**原文抜粋:**
┏━━
思い患い

私はいつの頃からか、女の子に「オリエといると殺意が湧く」と云われることが多くなった。
だからと云って嫌われているのか、と云えば決してそうでもなく、頻繁に一緒にいるし困ったら飛んできてくれるし、どちらかというと、大切にされていたと思う。では、なぜそんな状態なのに殺意が湧くのか。これがどうしても分からない。

肺炎になってお粥を作ってくれたのに「お粥食べれないからいらない」と云って食べなかったからか?
高熱があるのに飲みに出かけたからか?
一緒にいても知らん顔して仕事してたからか?
どれも違う気がする。

殺意って、すごい言葉だと思う。日常的に出てくる言葉では決してないし、彼女たちがそれを適当に用いているとも思えない。私はよく「あんなこ死ねば良いのに」とは云うが、自分が殺したいと思う人は、極希だ。勝手に死んでくれる分には良い。わざわざ死んでくれなくても良い。どっちでも良い。つまり、どうでも良いのだ。ただ、環境のこととか面倒くさいってことを考えて、死んだら良いのにね、って思う程度。「視界から消えてくれ」って意味合いで用いる。それにしても乱暴な言葉ではあるが。
┗━━
**作業指示:**
1. 原文抜粋の中で、殺意が湧く理由として疑問形で挙げられている候補を、本文の表現のまますべて列挙してください。
2. 原文抜粋について、次の問いに答えてください。
(a) 語り手が女の子によく云われるようになった言葉は何か。
(b) 語り手が自分で殺したいと思う人は、どの程度いると述べられているか。
(c) 語り手は「あんなこ死ねば良いのに」という言葉をどのような意味合いで用いているか。
3. 原文抜粋の最後の文に続けて、本文を書き進めてください。

**記録データ:**
┏━━
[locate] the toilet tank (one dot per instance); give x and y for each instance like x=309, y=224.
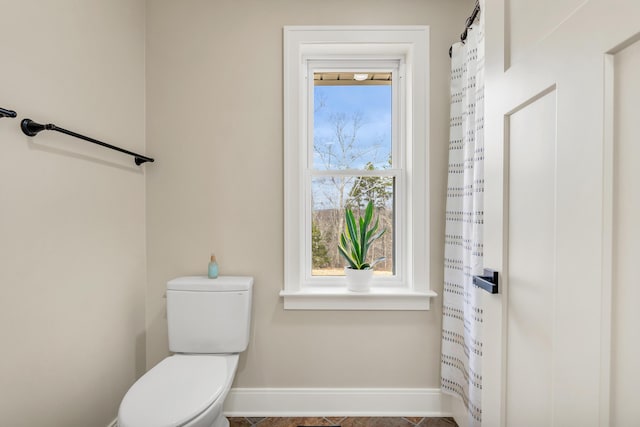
┗━━
**回答:**
1.
- 肺炎になってお粥を作ってくれたのに「お粥食べれないからいらない」と云って食べなかったから
- 高熱があるのに飲みに出かけたから
- 一緒にいても知らん顔して仕事してたから

2.
(a) 「オリエといると殺意が湧く」
(b) 極希
(c) 「視界から消えてくれ」という意味合い

3.
でも殺意が湧く相手ってどういうのだろう、とふと考える。

私が自分の手にかけて殺したいと思う人間は、とてもとても大切な人だ。今なら、キヨミ。私が死ぬときは、絶対に殺してやろうと思ってる。あんな情の深い檄情型の女を、私の死後に野放しにはできないなぁ、と思うのだ。しっかりしてるし頭もいいので、私なんかいなくてもちゃんと生きていける人なのだが、きっと、私の死後に彼女が生きてるのがイヤなんだ。私の死を看取り、それはキヨミにとってとても悲しくて辛いことなのは間違いなくて、そんな思いをさせるくらいなら私が殺してやりたい、と切に願う。それはとても不遜な考え方で、なんとも身勝手だなとは思うのだが、私は元来身勝手な女で、こう思ってしまうのだから、もうどうしようもない。

他に殺したい人間は? と聞かれても、思いつかない。ワカなんて絶対に私よりも長生きするだろうけれども、楽しくやっていくだろうし、私が死んでもどうってことないのは明らかだ。
キヨミは、やたらと口にする「オリエが死んだら・・・」。それは私の不在への恐怖であり、不安なのだろう。生きてる限り、私が彼女から離れることはない。彼女が望む限り、私は手の届くところにい続ける。それはもう、彼女が一度だけ泣いたあの日から、決まっていたことのように思う。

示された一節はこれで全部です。